* Exercises to complete *
- 1) Translate the following sentence from the article on assistant referee Josh Noonan into French: "The assistant referee is the first casualty of Sanzar's decisions to toughen up their on-field rulings and to rate their officials in this year's competition."
- 2) Write the next part of the article on assistant referee Josh Noonan, picking up after its final sentence.

* Study text *

Josh Noonan has been removed from sideline Super 14 duties at Carisbrook tonight after his botched call in the opening round involving the Highlanders.
The assistant referee is the first casualty of Sanzar's decisions to toughen up their on-field rulings and to rate their officials in this year's competition.
Noonan ran touch last week and ruled a kick had gone out when two Crusaders muffed the catch and Highlanders loose forward Adam Thompson regathered to cross for what should have been a try.
"We weighed up two things," high performance referees manager Lyndon Bray revealed.
"The impact of the error was quite big, it put referee Chris Pollock under pressure and it also had an emotive value with the Highlanders if we had left Josh on the sideline again with them for this round."
Noonan was down to run touch tonight at Carisbrook - as the Highlanders and Blues both battle to avoid twin defeats to start this year's Super series - but instead he has been given video replay duties.
A refereeing group of Bray, Colin Hawke, Andrew Cole, Greg Cooper and Tappe Henning reviewed the opening round of matches and decided to give Noonan a rest.
"The change is relevant given the fixture this round," Bray said. "Josh put his hand up and we thought it prudent to make the change but he is listed to work again on touch in round four.

* Information provided *
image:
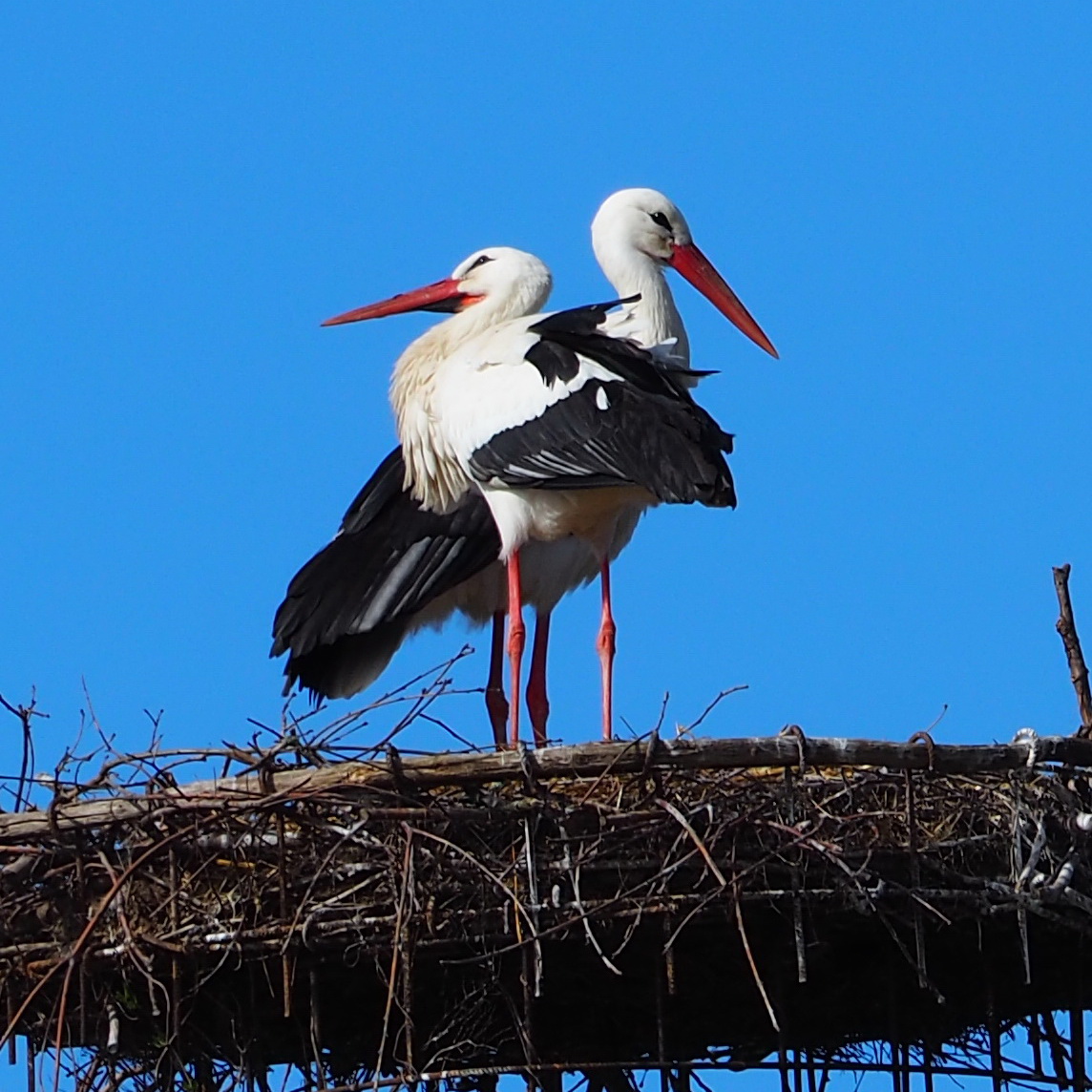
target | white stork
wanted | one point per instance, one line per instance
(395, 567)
---
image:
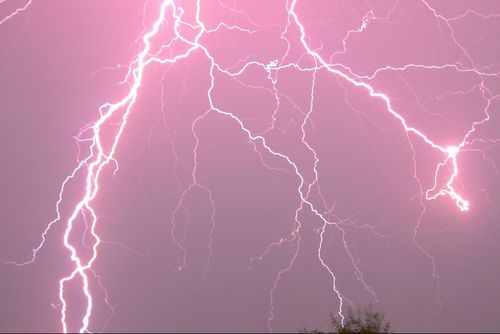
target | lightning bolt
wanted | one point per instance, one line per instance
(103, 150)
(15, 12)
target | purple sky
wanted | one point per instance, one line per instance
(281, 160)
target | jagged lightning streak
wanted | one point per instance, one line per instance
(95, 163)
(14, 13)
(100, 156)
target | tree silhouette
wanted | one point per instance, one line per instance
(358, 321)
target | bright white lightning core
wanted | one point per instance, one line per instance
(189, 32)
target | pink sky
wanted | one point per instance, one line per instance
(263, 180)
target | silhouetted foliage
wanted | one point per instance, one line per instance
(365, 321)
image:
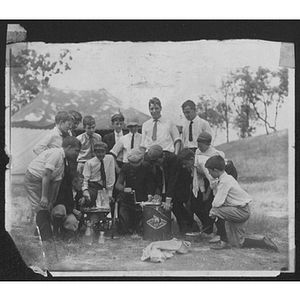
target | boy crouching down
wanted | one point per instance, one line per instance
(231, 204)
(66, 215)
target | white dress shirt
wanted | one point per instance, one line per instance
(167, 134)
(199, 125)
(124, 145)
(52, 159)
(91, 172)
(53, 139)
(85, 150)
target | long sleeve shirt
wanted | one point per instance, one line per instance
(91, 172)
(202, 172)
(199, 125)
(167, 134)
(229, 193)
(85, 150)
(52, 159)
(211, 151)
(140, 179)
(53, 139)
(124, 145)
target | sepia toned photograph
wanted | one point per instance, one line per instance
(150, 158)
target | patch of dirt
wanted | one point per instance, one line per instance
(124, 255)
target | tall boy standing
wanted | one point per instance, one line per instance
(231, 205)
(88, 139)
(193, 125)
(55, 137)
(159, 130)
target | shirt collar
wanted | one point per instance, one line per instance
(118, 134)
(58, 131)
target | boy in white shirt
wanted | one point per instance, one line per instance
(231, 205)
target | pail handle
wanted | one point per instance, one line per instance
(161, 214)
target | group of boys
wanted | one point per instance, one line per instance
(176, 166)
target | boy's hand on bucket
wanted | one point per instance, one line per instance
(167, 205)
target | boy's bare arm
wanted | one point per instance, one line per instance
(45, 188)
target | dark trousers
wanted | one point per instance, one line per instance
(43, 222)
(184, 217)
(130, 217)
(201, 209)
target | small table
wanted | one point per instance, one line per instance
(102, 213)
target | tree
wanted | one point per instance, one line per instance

* Answer list *
- 1) L'arbitre assistant est la première victime des décisions de Sanzar de durcir leurs arbitrages sur le terrain et d'évaluer leurs officiels lors de la compétition de cette année.

- 2)
"It was a blunder, it was not an easy ruling and he made three or four other good calls outside that. But we had to weigh up the impact and one of our values is accountability.
"We have spoken to all the referees about the scrum sequences and we want to see that sharper this week. Just as the players are serious about their results we are serious about changing some of their behaviour."
Bryce Lawrence is the referee tonight at Carisbrook as the Blues look to avoid successive opening defeats since 2006.
In their only change, the Blues have reclaimed fullback Paul Williams after concussion stopped him starting last week while the Highlanders have had to replace injured five-eighths Matt Berquist and No 8 Nasi Manu. Last year's Blues utility Michael Hobbs will direct the Highlanders backline after scoring all his side's 17 points last week when he came on to replace the injured Berquist.
It was Hobbs' first match since April last year after he suffered several stress fractures in his back. In his time out from rugby, Hobbs completed his commerce degree and then passed a medical to be picked for the Highlanders.
His new side needed to start much faster than they had last week.
"The talent the Blues have in their squad is unbelievable. There is an abundance of players of talent in most positions and they can really put on a show when everything clicks for them," he warned.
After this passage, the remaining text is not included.